Dataset
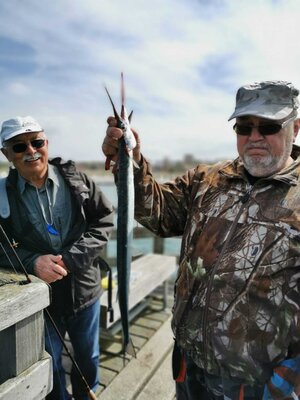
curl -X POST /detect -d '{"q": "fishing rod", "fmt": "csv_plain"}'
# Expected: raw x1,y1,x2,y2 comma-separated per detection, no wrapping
0,224,97,400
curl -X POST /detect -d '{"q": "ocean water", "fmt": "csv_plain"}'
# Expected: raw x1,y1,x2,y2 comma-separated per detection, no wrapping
97,181,181,257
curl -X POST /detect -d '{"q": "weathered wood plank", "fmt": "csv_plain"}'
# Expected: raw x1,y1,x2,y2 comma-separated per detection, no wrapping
0,270,50,331
0,354,52,400
101,254,177,329
136,350,175,400
0,311,44,384
99,317,173,400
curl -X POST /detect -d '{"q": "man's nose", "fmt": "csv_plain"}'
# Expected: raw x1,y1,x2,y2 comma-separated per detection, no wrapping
26,142,36,154
249,126,264,142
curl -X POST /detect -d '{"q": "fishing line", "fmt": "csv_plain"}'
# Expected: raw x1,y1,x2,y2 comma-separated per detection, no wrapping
0,224,97,400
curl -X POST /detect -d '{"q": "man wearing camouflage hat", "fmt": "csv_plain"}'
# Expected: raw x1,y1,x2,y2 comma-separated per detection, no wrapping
102,81,300,400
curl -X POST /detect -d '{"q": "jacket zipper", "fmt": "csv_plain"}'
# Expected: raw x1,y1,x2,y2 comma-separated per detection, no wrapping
202,186,253,369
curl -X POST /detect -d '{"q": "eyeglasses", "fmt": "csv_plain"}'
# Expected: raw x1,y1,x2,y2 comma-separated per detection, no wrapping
6,139,46,153
233,116,296,136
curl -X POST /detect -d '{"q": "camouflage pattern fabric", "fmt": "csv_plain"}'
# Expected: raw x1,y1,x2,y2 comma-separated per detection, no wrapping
135,146,300,396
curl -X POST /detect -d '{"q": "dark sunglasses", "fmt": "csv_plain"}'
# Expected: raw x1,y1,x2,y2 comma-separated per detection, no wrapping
6,139,46,153
233,117,295,136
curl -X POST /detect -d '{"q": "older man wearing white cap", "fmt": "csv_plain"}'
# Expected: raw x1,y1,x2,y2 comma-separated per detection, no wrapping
102,81,300,400
0,116,113,400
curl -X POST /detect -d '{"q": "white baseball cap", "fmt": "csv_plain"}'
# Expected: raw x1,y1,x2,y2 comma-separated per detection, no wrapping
0,116,44,147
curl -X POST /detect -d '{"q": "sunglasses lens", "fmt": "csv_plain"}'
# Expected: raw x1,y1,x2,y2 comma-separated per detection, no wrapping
233,124,252,136
12,139,45,153
12,143,27,153
233,124,282,136
30,139,45,149
257,124,281,136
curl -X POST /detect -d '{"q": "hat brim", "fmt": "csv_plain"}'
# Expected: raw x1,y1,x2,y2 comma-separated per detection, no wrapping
2,127,43,146
228,104,294,121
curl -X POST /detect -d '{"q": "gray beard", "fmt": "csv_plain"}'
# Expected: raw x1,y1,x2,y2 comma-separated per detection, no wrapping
243,155,283,177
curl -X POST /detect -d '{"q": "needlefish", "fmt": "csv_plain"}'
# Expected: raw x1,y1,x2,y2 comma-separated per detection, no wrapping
105,73,136,357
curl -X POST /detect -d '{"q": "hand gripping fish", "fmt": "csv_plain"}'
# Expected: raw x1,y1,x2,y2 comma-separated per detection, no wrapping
105,74,136,357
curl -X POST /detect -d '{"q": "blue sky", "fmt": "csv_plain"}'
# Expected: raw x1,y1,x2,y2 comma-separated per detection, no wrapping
0,0,300,161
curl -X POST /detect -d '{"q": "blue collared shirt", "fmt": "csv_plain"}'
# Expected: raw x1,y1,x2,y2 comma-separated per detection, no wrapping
17,164,75,253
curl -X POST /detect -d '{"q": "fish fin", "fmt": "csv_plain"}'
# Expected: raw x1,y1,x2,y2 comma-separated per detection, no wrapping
128,110,133,122
125,338,136,358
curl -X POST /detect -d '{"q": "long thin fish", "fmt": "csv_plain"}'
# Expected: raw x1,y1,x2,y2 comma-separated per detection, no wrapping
105,74,136,357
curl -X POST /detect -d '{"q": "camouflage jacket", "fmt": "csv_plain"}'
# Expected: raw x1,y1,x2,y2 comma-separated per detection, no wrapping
135,146,300,383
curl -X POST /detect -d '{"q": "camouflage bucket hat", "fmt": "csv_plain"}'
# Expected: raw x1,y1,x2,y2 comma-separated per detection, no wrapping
228,81,299,121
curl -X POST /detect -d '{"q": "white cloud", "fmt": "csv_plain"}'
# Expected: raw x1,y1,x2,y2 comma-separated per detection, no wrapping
0,0,300,160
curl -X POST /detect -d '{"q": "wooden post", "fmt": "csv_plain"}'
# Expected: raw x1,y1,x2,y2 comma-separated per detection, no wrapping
0,270,52,400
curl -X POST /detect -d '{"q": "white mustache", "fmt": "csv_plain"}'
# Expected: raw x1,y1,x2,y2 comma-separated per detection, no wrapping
245,143,269,150
23,151,42,161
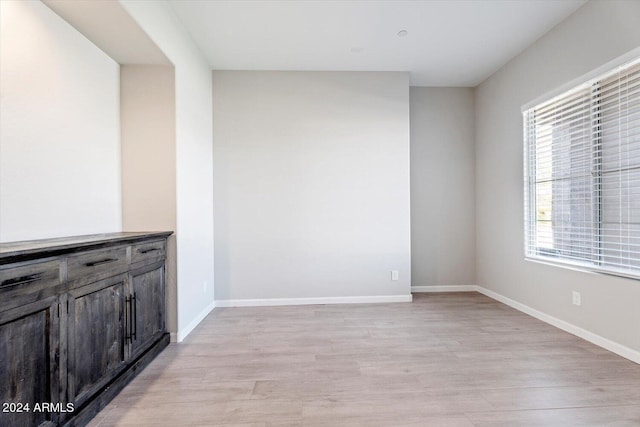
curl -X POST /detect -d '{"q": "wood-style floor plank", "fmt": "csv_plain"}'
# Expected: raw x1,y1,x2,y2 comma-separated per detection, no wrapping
90,293,640,427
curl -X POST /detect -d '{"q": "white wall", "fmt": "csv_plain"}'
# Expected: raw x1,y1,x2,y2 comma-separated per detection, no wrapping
213,71,411,301
120,65,177,333
411,87,475,289
120,0,214,340
476,1,640,360
0,1,121,241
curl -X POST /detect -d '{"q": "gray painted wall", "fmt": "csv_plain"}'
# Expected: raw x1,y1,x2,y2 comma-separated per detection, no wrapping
411,87,475,286
120,0,215,341
213,71,411,300
120,65,178,333
476,1,640,351
0,1,122,242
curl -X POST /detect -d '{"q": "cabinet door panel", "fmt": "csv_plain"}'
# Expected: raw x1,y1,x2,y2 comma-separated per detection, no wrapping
131,263,164,357
0,297,60,426
67,275,127,406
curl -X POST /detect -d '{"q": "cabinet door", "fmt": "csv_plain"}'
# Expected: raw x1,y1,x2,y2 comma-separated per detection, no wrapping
67,274,127,408
130,262,165,357
0,297,60,427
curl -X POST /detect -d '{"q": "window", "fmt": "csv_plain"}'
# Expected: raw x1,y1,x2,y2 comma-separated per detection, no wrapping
523,58,640,278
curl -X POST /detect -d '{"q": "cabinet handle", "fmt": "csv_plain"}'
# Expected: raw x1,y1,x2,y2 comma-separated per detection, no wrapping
131,292,138,340
124,297,131,342
0,273,44,288
138,248,160,254
85,258,118,267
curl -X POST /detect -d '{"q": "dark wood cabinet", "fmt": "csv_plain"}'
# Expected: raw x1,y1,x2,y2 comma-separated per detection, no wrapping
0,232,171,426
0,297,60,427
67,274,127,407
129,262,165,357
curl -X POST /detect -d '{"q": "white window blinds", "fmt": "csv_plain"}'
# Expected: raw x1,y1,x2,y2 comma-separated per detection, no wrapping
523,59,640,277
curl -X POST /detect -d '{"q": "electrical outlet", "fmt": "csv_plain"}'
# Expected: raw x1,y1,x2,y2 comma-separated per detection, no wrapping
572,291,582,306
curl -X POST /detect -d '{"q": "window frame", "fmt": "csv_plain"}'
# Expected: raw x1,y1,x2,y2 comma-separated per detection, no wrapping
521,47,640,280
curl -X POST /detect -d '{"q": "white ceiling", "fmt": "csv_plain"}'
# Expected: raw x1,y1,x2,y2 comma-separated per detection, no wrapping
170,0,585,86
44,0,171,65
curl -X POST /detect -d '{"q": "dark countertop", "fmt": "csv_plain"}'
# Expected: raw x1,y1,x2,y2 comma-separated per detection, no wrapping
0,231,173,264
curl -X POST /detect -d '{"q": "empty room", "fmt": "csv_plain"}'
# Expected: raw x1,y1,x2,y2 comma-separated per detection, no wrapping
0,0,640,427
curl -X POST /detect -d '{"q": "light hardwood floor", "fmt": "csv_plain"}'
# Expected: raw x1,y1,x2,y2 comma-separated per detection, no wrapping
90,293,640,427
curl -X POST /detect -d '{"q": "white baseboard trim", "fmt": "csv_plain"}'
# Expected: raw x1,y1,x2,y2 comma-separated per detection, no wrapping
411,285,478,293
476,286,640,364
216,294,413,307
171,301,216,342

Exercise goal
Copy out the lines above word for word, from the very first one through the line containing "97,181,181,257", both included, and leave the pictures out.

Solved problem
curl -X POST /detect -d '{"q": "fishing rod", "fmt": "csv_plain"}'
# Expected: raw x1,y1,x2,y2 comma-separated per detection, no wrapping
0,224,97,400
curl -X POST /detect -d '{"q": "ocean water", "fmt": "csv_plain"}'
# Expected: raw x1,y1,x2,y2 comma-separated per detection, no wrapping
97,181,181,257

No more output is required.